Reproduce the portion of the ISBN discussion that opens with the words containing "I'd be fine" and closes with "drives me bonkers.", switching "experts" to "developers".

Document section:
..........

Will virtual namespace support special:Linksearch?

Will virtual namespace support special:Linksearch?

Neither would - Special:LinkSearch is for external links, and the ISBNs link to Special:Booksources, which is on the same wiki.

Will virtual namespace support special:Linksearch?

Neither would - Special:LinkSearch is for external links, and the ISBNs link to Special:Booksources, which is on the same wiki.

Sorry, I did a mistake. I meant special:whatlinkshere!

I'd be fine with either one, although if a parser function is chosen, I don't think it should include a #. That seems to me to be invoking the idea of the C preprocessor (lke #if and friends), which is not really relevant here.

I like the idea of {{isbn|0-7475-3269-9}} possibly?

  • Not a fan of the # sign
  • Pipe seems more logical than : but I defer to the experts here
  • I use {{OCLC|123456}} all the time. This seems to be similar, assuming?

Is there a consensus as to the placement of the dashes? That drives me bonkers.

Also, will this linking work retroactively to incorporate 10 digit ISBNs?

Apologies if these are tangential to the discussion.

No # means you'd have to deal with all the wikis which have a template by that name.

No # means you'd have to deal with all the wikis which have a template by that name.

I don't think so. The MW parser is smart enough to notice that {{ucfirst|xxx}} and {{ucfirst}} are calls to Template:Ucfirst, while {{ucfirst:xxx}} is a call to the parser function (see https://test.wikipedia.org/wiki/Ucfirst_test). So the same would surely hold true for ISBNs.

One of the benefits of using a template is that it allows for easy validation of ISBNs, the display of error messages for invalid ISBNs, and categorization of pages with invalid ISBNs. Are those features available with parser functions?

If not, I suppose a given WP could create a template that called the parser function and then adopt a guideline that the template is preferred, but that seems like a convoluted way to achieve basic functionality.

Should this be linked somehow to T47942 and T28207 to show some history? I don't know how to do that.

Sorry, I did a mistake. I meant special:whatlinkshere!

The answer is still neither then, as we currently don't track links to special pages.

One of the benefits of using a template is that it allows for easy validation of ISBNs, the display of error messages for invalid ISBNs, and categorization of pages with invalid ISBNs. Are those features available with parser functions?

Yes :) Parser functions are implemented in PHP server-side code, so in general they are more flexible and more featured (if wanted) than templates can.

..........

Record list:
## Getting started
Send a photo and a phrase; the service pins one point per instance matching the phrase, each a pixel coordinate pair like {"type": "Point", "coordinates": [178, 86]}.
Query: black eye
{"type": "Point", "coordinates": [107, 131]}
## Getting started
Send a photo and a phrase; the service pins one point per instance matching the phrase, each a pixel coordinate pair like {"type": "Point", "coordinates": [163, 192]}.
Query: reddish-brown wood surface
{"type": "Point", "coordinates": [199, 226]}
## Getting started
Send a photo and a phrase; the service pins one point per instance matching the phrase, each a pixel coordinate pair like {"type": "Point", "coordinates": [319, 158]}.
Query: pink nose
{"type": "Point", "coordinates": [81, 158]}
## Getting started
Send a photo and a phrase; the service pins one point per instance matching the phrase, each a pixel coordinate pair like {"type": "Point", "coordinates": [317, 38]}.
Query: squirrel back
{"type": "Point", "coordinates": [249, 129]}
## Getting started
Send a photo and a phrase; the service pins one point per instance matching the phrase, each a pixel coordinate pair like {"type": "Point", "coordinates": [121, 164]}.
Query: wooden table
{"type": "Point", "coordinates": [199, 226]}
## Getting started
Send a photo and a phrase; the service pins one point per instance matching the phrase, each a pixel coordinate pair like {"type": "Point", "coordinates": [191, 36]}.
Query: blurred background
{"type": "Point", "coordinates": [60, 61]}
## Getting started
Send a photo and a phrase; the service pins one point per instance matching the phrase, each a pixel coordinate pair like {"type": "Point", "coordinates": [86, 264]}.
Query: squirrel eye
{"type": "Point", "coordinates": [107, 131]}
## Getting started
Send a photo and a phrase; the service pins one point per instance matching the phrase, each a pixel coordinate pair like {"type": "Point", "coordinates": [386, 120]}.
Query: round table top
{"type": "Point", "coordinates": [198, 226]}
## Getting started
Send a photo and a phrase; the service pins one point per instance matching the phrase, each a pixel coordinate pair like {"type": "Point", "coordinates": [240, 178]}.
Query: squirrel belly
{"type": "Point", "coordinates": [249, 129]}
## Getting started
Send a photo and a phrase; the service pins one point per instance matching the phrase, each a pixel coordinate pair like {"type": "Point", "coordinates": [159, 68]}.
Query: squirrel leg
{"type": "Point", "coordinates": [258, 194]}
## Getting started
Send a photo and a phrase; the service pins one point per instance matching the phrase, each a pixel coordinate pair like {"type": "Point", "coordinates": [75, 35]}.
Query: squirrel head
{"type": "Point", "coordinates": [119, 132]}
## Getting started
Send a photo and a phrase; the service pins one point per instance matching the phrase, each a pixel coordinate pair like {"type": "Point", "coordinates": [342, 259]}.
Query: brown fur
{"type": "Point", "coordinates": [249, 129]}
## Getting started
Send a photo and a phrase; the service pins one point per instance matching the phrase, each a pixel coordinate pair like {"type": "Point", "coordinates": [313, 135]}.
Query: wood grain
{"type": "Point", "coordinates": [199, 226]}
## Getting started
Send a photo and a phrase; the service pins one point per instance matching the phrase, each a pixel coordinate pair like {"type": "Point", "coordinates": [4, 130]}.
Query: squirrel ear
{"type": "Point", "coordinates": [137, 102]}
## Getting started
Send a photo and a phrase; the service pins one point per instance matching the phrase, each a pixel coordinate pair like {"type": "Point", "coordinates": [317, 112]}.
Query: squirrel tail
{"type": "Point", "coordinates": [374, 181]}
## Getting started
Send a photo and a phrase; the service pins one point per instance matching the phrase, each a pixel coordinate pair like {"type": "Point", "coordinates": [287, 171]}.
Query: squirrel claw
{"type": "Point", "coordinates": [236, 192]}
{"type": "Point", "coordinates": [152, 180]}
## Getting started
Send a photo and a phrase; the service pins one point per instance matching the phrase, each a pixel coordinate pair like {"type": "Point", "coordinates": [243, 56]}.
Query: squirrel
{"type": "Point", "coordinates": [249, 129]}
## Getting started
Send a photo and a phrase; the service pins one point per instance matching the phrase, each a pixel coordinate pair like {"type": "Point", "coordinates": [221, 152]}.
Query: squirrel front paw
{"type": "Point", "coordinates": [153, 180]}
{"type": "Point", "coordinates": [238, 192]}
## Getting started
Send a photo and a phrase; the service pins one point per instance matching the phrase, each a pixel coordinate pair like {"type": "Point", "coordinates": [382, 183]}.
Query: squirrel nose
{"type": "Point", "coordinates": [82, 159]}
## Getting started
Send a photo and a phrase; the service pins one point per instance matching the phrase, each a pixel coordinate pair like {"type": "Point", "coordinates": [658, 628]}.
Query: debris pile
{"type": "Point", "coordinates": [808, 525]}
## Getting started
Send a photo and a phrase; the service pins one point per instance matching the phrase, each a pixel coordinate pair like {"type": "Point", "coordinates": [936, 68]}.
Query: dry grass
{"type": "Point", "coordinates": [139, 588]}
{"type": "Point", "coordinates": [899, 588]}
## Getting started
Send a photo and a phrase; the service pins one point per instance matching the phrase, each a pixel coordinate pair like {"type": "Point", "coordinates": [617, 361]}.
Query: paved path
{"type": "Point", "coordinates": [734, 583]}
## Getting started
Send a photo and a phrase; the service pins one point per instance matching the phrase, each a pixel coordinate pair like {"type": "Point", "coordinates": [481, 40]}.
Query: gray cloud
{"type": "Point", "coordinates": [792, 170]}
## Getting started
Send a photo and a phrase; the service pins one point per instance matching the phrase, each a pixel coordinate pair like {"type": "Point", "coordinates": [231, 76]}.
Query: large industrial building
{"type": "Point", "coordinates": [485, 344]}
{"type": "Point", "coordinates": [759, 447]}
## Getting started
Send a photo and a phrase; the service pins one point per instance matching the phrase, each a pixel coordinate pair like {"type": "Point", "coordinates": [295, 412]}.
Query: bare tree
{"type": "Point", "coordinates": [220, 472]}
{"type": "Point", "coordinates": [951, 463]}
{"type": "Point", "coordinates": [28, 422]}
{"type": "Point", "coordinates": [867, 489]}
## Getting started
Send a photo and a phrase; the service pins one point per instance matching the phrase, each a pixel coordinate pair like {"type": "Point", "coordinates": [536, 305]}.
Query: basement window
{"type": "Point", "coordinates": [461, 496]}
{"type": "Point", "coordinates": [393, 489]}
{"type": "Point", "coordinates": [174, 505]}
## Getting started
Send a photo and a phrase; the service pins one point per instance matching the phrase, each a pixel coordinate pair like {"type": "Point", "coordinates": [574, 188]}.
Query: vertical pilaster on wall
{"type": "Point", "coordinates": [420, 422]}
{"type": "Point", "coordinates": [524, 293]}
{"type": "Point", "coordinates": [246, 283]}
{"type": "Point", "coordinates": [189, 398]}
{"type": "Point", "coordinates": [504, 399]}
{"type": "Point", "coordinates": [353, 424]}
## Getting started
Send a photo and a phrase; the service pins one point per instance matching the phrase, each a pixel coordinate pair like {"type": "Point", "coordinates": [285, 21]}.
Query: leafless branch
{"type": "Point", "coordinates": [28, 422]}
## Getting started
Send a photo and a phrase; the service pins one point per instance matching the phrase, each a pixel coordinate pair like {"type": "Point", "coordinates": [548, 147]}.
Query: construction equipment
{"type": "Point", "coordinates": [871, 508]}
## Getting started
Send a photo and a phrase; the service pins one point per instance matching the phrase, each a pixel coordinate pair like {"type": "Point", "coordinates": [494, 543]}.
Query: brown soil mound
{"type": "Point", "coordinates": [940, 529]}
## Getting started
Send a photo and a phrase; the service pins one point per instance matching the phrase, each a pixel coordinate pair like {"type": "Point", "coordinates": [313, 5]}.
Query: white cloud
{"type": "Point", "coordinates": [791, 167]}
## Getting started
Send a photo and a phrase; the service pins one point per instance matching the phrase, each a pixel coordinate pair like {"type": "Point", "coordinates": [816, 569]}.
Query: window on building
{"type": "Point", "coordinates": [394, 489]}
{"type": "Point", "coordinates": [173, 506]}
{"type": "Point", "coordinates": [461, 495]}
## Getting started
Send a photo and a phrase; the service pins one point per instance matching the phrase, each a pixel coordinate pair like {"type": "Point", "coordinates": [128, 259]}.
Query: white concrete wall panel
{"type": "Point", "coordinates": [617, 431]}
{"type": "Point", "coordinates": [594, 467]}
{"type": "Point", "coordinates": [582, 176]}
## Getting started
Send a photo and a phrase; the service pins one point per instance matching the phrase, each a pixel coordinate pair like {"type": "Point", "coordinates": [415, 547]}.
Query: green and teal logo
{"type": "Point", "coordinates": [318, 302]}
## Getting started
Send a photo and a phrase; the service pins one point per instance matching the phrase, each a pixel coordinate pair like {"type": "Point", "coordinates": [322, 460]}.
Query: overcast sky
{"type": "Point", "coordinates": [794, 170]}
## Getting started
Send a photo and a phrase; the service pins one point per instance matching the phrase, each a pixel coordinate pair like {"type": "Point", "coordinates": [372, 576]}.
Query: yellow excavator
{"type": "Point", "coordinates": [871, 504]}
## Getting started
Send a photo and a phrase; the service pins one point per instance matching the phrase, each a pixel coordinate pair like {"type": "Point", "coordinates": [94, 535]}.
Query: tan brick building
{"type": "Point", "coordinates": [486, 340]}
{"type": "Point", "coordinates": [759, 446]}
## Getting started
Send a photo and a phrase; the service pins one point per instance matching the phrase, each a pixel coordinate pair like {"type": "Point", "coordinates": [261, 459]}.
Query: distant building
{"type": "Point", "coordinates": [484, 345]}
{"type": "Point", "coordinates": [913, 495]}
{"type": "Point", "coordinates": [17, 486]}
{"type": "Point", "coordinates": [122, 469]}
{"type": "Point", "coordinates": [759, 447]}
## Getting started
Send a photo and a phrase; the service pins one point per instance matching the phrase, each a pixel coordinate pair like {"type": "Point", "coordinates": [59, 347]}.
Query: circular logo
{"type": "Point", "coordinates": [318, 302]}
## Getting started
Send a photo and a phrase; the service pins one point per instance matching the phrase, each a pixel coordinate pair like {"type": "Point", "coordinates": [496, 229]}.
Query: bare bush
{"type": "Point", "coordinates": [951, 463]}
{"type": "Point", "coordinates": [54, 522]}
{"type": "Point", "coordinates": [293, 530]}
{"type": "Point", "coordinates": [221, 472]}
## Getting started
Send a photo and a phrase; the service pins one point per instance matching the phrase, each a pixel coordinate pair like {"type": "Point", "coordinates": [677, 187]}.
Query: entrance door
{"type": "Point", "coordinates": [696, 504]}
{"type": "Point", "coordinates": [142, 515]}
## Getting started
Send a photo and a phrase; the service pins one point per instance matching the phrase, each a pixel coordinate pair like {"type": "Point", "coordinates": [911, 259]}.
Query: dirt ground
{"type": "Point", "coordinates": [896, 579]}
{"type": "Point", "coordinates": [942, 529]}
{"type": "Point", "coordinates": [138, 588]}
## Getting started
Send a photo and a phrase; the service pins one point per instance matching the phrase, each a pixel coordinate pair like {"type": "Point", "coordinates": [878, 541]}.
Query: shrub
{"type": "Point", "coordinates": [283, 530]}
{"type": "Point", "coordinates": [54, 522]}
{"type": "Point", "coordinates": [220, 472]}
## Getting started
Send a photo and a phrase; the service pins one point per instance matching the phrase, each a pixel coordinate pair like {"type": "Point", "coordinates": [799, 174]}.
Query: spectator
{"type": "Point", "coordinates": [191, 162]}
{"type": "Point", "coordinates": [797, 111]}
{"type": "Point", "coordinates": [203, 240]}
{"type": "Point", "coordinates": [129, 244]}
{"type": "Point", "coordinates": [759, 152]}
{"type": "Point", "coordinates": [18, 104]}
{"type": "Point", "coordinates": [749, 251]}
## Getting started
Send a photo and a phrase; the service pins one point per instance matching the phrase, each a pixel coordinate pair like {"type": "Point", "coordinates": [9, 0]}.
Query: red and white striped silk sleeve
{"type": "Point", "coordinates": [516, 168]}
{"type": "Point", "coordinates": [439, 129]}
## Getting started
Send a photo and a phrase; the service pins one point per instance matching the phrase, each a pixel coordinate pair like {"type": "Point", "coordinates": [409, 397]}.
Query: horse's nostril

..........

Response below:
I'd be fine with either one, although if a parser function is chosen, I don't think it should include a #. That seems to me to be invoking the idea of the C preprocessor (lke #if and friends), which is not really relevant here.

I like the idea of {{isbn|0-7475-3269-9}} possibly?

  • Not a fan of the # sign
  • Pipe seems more logical than : but I defer to the developers here
  • I use {{OCLC|123456}} all the time. This seems to be similar, assuming?

Is there a consensus as to the placement of the dashes? That drives me bonkers.